### [TASK OBJECTIVE]
Could you rename "Model Card" to "Dataset Card" in every item below and give all the items back otherwise unchanged? Leave the pictures out.

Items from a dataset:
=-=-=-=-=

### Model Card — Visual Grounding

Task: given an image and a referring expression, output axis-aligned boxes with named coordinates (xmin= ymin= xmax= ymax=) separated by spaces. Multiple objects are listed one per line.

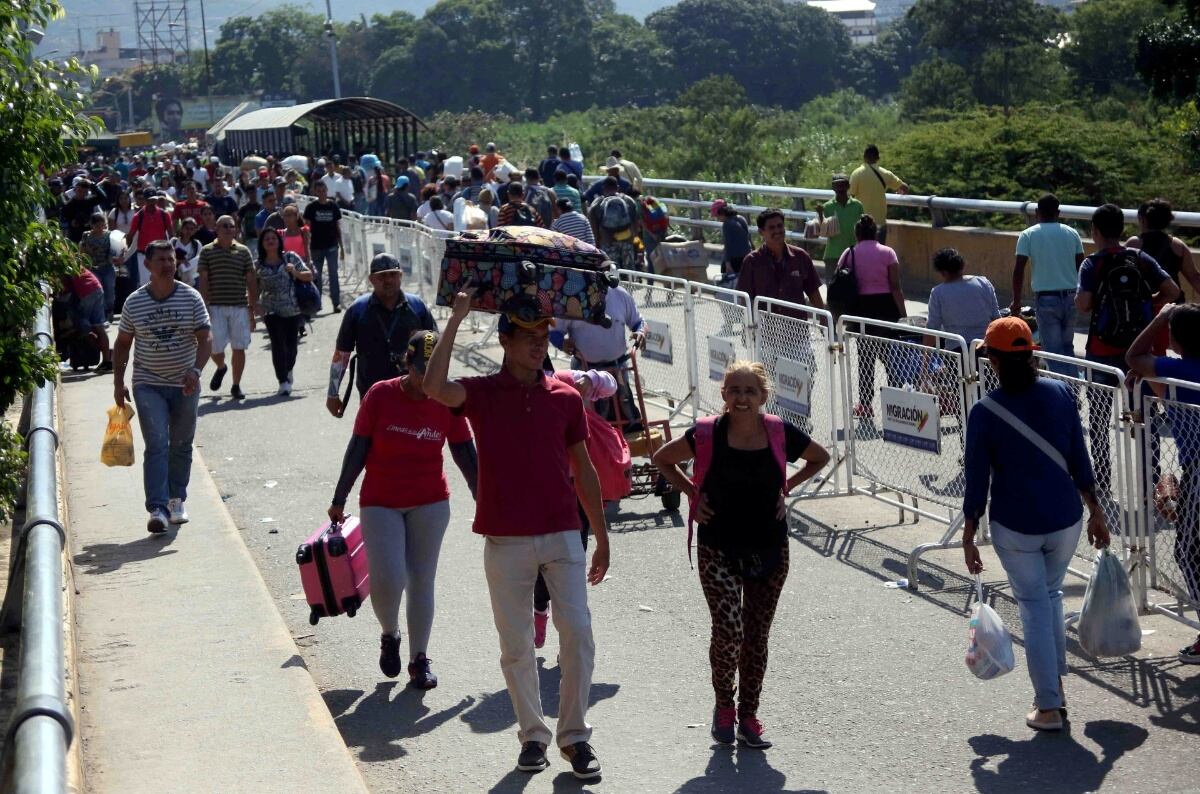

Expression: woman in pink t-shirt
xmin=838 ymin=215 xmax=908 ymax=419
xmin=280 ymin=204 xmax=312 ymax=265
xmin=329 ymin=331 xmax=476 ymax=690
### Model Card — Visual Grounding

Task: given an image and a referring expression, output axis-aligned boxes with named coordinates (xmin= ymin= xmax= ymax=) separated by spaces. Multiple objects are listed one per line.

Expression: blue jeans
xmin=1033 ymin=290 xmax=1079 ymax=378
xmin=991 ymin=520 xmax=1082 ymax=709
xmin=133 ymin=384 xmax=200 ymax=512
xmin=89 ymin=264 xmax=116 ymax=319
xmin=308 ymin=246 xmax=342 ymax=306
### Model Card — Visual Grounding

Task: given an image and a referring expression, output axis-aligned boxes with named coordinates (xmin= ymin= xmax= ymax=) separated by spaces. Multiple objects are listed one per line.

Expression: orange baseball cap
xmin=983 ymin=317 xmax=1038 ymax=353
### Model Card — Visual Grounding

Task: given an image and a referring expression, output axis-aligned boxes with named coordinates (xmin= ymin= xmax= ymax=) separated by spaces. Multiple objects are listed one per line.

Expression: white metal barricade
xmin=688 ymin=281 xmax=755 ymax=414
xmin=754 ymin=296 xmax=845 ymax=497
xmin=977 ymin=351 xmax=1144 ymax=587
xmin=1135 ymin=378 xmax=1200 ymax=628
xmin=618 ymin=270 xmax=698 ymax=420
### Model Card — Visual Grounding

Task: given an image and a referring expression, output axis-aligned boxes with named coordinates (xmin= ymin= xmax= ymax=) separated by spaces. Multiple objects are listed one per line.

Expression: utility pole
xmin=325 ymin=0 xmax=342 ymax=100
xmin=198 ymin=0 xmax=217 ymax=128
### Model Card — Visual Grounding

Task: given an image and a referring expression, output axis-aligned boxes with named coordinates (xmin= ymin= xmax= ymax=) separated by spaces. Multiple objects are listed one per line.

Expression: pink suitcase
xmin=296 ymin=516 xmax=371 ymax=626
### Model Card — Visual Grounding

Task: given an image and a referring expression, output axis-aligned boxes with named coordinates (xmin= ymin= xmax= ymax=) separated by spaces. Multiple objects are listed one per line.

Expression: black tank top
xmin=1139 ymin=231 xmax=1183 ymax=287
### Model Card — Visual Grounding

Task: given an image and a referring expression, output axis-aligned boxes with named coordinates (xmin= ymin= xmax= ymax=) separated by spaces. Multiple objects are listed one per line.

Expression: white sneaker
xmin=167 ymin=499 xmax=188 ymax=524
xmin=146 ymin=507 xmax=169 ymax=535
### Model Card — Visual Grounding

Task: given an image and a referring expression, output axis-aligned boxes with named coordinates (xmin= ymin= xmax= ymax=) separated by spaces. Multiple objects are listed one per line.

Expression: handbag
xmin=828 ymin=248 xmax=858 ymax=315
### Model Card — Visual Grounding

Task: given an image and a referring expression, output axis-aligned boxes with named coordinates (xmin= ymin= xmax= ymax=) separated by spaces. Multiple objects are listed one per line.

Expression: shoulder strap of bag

=-=-=-=-=

### [EXERCISE ANSWER]
### Dataset Card — Visual Grounding

Task: given an image and a referring expression, output axis-aligned boxes with named coordinates (xmin= ymin= xmax= ymax=) separated by spaces. Multiple objects are listed one per line.


Expression: woman in pink t-shirt
xmin=838 ymin=215 xmax=908 ymax=419
xmin=280 ymin=204 xmax=312 ymax=265
xmin=329 ymin=331 xmax=476 ymax=690
### Dataset Card — Visual Grounding

Task: given an image and a referring expression, output axis-aligned boxes with named coordinates (xmin= ymin= xmax= ymax=) separated by spaces. Multiple objects are listed one per line.

Expression: blue jeans
xmin=1033 ymin=290 xmax=1079 ymax=378
xmin=991 ymin=520 xmax=1082 ymax=709
xmin=133 ymin=384 xmax=200 ymax=512
xmin=89 ymin=264 xmax=116 ymax=319
xmin=308 ymin=246 xmax=342 ymax=306
### Dataset Card — Visual Grounding

Task: given an image and a referring expression, output axis-aligned boxes with named coordinates (xmin= ymin= xmax= ymax=) separated by spaces. Multiple objects are listed one per line.

Expression: orange baseball cap
xmin=983 ymin=317 xmax=1038 ymax=353
### Dataset Card — Visual Grounding

Task: given an image and a referring expression, output axis-aligned boxes with named coordinates (xmin= ymin= xmax= ymax=) separated by spaces. Multiple objects are listed one per line.

Expression: white metal barricade
xmin=688 ymin=281 xmax=755 ymax=414
xmin=754 ymin=296 xmax=845 ymax=497
xmin=977 ymin=351 xmax=1144 ymax=587
xmin=1135 ymin=378 xmax=1200 ymax=628
xmin=618 ymin=270 xmax=698 ymax=420
### Dataset Card — Visual Grounding

Task: given an image and a referring expression, output axis-aligned boxes with named coordinates (xmin= ymin= xmax= ymax=) separated by spaces. Multiple objects are listed one per line.

Expression: utility pole
xmin=325 ymin=0 xmax=342 ymax=100
xmin=198 ymin=0 xmax=217 ymax=128
### Dataset Card — Visual Grounding

Task: given an image and a referring expression, output axis-aligned boxes with named coordinates (xmin= ymin= xmax= ymax=) separated by spaces. Multiple objects are listed one per line.

Expression: pink suitcase
xmin=296 ymin=516 xmax=371 ymax=626
### Dataset Card — Visual Grounding

Task: given an image and a referring expression, output axis-aligned boxes with named coordinates (xmin= ymin= xmax= ymax=) separated by spaces. Multiple objects are listed one per line.

Expression: black tank top
xmin=1139 ymin=231 xmax=1183 ymax=287
### Dataset Card — Visual Grounding

Task: given an image and a referring expression, output axis-aligned boxes with named coordinates (xmin= ymin= xmax= ymax=) separated by spaces. Multiple objects are listed one per line.

Expression: white sneaker
xmin=167 ymin=499 xmax=188 ymax=524
xmin=146 ymin=507 xmax=169 ymax=535
### Dataset Card — Visual Grounding

Task: given an image and a referring expression, output axis-aligned boxes with named coordinates (xmin= ymin= xmax= ymax=) separated by spaces. Multiple objects are listed one per line.

Expression: handbag
xmin=828 ymin=248 xmax=858 ymax=315
### Dataset Card — Visual Grounding

Task: given an image and a referring expression, output axis-aligned boxes with named coordinates (xmin= ymin= xmax= ymax=) separated by spaces. Multiple objects are listed one per line.

Expression: shoulder strap of bag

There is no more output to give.